------ Input data

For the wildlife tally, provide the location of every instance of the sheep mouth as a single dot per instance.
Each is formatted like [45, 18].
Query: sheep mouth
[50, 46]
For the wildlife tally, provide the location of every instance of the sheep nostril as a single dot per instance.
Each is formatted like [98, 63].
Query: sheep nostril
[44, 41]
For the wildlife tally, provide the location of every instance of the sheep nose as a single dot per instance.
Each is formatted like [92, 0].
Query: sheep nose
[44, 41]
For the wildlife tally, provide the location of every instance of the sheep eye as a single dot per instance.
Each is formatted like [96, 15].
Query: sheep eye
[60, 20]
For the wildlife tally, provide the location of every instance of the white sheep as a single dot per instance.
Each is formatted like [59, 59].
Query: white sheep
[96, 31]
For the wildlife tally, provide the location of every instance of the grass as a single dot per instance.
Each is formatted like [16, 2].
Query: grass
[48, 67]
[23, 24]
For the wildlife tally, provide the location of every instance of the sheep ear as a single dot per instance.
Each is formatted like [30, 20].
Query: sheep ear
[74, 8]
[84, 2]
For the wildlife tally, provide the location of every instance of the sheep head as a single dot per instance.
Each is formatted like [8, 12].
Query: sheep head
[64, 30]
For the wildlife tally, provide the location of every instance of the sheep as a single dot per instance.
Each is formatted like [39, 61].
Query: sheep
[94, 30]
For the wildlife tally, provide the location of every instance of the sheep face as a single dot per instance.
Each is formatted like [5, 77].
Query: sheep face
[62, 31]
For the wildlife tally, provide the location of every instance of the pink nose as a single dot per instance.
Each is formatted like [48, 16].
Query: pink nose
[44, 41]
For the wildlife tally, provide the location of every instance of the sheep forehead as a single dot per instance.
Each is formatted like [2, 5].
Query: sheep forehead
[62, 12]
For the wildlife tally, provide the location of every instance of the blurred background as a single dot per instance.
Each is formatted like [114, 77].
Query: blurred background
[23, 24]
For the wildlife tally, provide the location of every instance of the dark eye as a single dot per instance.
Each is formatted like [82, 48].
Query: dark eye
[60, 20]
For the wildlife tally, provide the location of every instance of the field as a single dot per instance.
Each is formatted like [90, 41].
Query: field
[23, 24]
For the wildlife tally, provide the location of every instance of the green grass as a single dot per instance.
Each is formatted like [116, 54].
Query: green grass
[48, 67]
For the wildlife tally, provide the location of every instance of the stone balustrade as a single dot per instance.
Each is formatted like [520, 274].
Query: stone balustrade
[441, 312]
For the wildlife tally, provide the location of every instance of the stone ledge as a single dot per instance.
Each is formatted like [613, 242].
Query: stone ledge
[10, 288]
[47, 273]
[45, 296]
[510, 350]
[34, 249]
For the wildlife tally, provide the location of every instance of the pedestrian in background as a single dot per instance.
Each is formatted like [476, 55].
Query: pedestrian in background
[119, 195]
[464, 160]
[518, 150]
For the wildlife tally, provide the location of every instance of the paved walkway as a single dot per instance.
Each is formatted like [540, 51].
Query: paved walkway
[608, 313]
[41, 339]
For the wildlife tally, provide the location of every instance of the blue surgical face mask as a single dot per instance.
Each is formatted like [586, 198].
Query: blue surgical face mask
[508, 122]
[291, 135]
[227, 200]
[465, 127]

------------

Aim of the exercise:
Repeat each entry above, matching every line exactly.

Your response:
For the wildlife tally, provide the location of every instance of the sheep mouth as a single dot per instance.
Each is formatted like [45, 18].
Query: sheep mouth
[50, 46]
For the wildlife tally, provide the location of every instance of the sheep nostril as a single dot per instance.
Each is formatted like [98, 63].
Query: sheep nostril
[44, 41]
For the wildlife tally, provide the location of every instance of the sheep nose as a single dot per instance.
Each is formatted like [92, 0].
Query: sheep nose
[44, 41]
For the wildlife tally, provide the location of every instance of the sheep eye as a single dot per instance.
Each is formatted like [96, 15].
Query: sheep eye
[60, 20]
For the wildlife tally, provide the location of every instance of the white sheep as a single dot per instance.
Each is formatted like [59, 59].
Query: white sheep
[96, 31]
For the wildlife tally, provide the location of every instance of the grass as a single dot per instance.
Each is formatted like [16, 2].
Query: grass
[48, 67]
[23, 24]
For the wildlife tally, provide the location of every instance of the sheep ear as a single dot per instance.
Each is formatted like [30, 20].
Query: sheep ear
[74, 8]
[84, 2]
For the wildlife tally, provide the location of every instance of the sheep head as a single dot per instance.
Each is formatted like [8, 12].
Query: sheep head
[64, 30]
For the wildlife tally, provide the location of every instance of the sheep as a single dot per instance.
Each is formatted like [39, 61].
Query: sheep
[94, 30]
For the wildlife tally, provide the location of every instance of the sheep face as a single dot per instance.
Each is formatted like [5, 77].
Query: sheep face
[62, 31]
For the wildlife tally, provide the location of every instance of the pink nose as a single dot per instance.
Each is formatted like [48, 16].
Query: pink nose
[44, 41]
For the wildlife tally, provide the location of every instance of the sheep forehead as a single dot per instance.
Each is formatted like [2, 5].
Query: sheep forehead
[62, 12]
For the wildlife tally, provide the location of every instance of the blurred background as a single dot per instance.
Each is formatted like [114, 77].
Query: blurred background
[23, 24]
For the wildlife tally, provide the location of every instance of the dark eye as a single dot per instance.
Each is formatted like [82, 48].
Query: dark eye
[60, 20]
For the wildlife tally, provide the location of every instance of the field as a single dot per instance.
Each is formatted like [90, 41].
Query: field
[23, 24]
For the wildlife tally, provide the location of every instance of the green grass as a single dot per instance.
Each is formatted like [116, 54].
Query: green grass
[48, 67]
For the wildlife tally, provide the location of every instance of the stone balustrade as a single dot per instance.
Each is formatted like [520, 274].
Query: stone balustrade
[441, 312]
For the wildlife tally, provide the location of every instance of the stone ledge as a single dot per instance.
Each is formatted like [613, 242].
Query: stone ledge
[10, 288]
[47, 273]
[45, 296]
[510, 350]
[34, 249]
For the wildlife tally, provide the location of every instance of the pedestrian in background as a single dot per instance.
Each is formatted like [476, 55].
Query: pedestrian in background
[119, 195]
[464, 160]
[518, 150]
For the wildlife tally, provide the location of every instance of the paved walkway as a single dot per instance.
Each is formatted like [540, 51].
Query: paved walkway
[608, 313]
[41, 339]
For the wildlife tally, provide the location of every instance of the blue surgical face mask as a single dot per instance.
Each is formatted like [586, 198].
Query: blue surgical face mask
[508, 122]
[291, 135]
[227, 200]
[465, 127]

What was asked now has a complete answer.